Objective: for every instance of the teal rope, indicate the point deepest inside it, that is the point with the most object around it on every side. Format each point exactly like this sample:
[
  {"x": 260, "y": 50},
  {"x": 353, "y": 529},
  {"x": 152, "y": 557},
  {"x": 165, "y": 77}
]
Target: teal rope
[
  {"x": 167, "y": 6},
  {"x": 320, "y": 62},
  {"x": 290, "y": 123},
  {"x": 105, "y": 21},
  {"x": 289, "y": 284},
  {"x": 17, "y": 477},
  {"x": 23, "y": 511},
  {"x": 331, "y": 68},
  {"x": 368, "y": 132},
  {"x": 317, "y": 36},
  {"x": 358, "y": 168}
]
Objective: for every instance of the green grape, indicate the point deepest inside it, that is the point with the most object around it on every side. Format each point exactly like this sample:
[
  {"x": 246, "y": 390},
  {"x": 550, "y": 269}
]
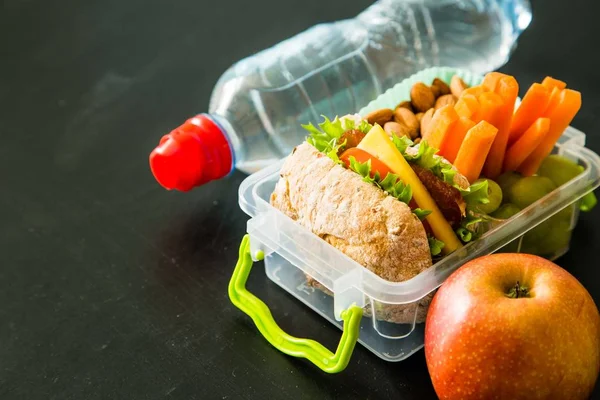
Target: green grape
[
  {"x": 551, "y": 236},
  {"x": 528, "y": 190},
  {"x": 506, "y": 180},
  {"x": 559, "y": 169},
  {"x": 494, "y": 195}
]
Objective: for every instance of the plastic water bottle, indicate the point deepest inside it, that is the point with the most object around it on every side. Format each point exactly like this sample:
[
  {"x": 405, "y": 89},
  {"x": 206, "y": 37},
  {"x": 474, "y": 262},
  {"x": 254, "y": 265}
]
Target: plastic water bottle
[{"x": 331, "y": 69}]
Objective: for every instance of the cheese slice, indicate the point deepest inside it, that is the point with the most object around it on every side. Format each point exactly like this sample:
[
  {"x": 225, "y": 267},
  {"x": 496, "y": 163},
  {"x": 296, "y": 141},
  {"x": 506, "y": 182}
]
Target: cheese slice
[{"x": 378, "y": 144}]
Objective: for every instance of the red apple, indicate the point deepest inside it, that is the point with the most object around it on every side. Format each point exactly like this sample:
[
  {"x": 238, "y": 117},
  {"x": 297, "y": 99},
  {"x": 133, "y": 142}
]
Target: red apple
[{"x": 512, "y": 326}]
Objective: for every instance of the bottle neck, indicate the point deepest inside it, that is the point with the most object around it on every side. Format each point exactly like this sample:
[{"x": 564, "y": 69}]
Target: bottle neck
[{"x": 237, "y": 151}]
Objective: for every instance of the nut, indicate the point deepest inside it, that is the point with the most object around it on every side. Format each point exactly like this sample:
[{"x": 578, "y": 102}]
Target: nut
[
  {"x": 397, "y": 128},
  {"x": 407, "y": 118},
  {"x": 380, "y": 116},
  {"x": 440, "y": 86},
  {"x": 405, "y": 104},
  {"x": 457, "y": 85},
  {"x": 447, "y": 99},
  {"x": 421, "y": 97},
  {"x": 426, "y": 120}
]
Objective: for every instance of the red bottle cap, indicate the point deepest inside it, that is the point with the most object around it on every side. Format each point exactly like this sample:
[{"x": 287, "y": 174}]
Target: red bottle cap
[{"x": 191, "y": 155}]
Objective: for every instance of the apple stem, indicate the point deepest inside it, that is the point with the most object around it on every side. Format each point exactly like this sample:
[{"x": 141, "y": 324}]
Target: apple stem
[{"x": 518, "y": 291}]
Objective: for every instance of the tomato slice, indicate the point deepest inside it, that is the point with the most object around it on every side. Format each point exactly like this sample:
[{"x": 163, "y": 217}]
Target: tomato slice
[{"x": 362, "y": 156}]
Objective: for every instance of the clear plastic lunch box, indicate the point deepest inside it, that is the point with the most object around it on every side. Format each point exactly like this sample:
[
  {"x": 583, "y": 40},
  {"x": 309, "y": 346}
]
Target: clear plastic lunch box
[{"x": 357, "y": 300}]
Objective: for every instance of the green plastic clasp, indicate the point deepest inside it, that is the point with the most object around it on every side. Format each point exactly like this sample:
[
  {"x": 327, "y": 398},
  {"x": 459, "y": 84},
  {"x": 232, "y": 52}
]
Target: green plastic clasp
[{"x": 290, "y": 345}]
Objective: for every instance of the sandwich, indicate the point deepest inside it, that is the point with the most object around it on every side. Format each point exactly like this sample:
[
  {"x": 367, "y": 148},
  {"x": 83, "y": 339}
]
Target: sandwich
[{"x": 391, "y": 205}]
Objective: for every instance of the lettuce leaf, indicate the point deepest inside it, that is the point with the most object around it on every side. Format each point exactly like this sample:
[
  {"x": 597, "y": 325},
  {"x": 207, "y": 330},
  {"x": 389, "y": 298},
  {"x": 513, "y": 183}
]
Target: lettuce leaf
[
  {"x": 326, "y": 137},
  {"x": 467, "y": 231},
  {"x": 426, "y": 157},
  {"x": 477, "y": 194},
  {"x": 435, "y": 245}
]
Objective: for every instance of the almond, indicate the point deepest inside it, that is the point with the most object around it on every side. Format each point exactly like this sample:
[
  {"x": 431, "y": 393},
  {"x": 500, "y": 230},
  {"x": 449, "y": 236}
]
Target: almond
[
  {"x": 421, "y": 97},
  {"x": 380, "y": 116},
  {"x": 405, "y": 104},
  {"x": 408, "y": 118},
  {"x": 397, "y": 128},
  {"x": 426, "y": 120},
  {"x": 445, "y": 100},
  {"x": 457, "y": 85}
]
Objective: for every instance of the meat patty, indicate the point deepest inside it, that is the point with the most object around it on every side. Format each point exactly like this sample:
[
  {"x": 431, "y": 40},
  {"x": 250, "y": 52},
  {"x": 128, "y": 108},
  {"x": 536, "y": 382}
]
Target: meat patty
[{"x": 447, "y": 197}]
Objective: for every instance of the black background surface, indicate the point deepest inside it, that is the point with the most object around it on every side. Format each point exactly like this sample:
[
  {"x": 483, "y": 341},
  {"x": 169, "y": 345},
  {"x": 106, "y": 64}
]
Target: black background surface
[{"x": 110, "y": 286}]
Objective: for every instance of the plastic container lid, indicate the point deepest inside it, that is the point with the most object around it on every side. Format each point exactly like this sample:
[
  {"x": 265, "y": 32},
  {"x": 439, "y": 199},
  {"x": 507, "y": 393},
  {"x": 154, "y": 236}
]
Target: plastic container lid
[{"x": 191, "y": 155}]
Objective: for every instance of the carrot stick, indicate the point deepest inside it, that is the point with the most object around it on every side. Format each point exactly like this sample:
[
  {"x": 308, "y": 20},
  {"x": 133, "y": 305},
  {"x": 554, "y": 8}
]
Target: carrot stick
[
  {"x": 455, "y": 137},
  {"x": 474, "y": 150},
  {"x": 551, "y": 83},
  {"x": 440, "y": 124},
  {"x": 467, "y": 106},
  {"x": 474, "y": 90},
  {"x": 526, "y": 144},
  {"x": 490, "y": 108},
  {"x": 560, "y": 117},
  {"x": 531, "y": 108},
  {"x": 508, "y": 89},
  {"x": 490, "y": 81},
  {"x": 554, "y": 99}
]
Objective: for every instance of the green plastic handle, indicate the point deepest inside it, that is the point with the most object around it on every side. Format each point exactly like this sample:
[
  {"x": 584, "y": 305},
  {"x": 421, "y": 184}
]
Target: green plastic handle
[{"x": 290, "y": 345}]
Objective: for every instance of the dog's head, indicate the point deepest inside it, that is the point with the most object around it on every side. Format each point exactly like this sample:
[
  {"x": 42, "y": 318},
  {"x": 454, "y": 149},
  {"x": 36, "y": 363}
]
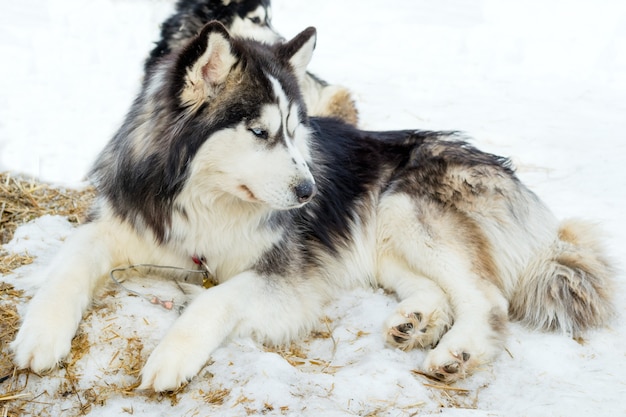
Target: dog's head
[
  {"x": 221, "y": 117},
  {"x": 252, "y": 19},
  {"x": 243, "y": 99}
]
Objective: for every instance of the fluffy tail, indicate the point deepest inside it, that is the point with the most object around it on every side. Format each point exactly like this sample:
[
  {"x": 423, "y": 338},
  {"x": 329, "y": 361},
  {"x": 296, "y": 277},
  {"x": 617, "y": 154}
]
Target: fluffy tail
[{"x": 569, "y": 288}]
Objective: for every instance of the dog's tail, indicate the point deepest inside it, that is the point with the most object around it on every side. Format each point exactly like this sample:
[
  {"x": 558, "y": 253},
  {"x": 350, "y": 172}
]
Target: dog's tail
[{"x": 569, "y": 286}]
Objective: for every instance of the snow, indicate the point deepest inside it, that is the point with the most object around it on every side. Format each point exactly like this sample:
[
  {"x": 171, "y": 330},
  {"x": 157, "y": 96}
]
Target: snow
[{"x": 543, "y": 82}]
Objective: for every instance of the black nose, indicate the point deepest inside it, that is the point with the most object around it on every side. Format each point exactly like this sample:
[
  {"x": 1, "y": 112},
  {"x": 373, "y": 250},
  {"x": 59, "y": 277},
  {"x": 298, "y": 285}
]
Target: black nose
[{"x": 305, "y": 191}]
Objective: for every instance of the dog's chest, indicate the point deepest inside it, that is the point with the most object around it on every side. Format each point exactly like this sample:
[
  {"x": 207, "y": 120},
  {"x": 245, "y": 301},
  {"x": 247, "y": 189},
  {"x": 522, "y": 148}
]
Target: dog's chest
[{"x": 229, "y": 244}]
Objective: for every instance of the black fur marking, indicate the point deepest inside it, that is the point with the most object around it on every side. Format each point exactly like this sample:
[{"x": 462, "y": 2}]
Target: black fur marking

____

Return the lines from the line containing "Objective: for every instance of the snow, indicate" to the end of the entries above, exactly as they appear and with no other output.

* **Output below**
Objective: for every instance of the snow, indicate the point deepest inside it, that is the point with the most object around it on every side. Format each point exactly like this sample:
[
  {"x": 171, "y": 330},
  {"x": 157, "y": 96}
]
Target: snow
[{"x": 543, "y": 82}]
Objective: for every instance of the black nose, indicate the point deepest inside it, that is the point with the most object around it on every side. Format each point exactly like this sample:
[
  {"x": 1, "y": 112},
  {"x": 373, "y": 250},
  {"x": 59, "y": 277},
  {"x": 298, "y": 285}
]
Target: black nose
[{"x": 305, "y": 191}]
Objective: for every instance of the dog's chest, indicate the point deepest inside it, that is the point with the most object around it on every side. Format each point exactly like this sample:
[
  {"x": 207, "y": 120},
  {"x": 245, "y": 301},
  {"x": 247, "y": 189},
  {"x": 522, "y": 148}
]
Target: dog's chest
[{"x": 229, "y": 244}]
Objective: for every instance of the black fur marking, indicate the point deepest inside it, that is the point with the most object around it on every side. Format each point exactly like this sample:
[{"x": 462, "y": 2}]
Target: black fur marking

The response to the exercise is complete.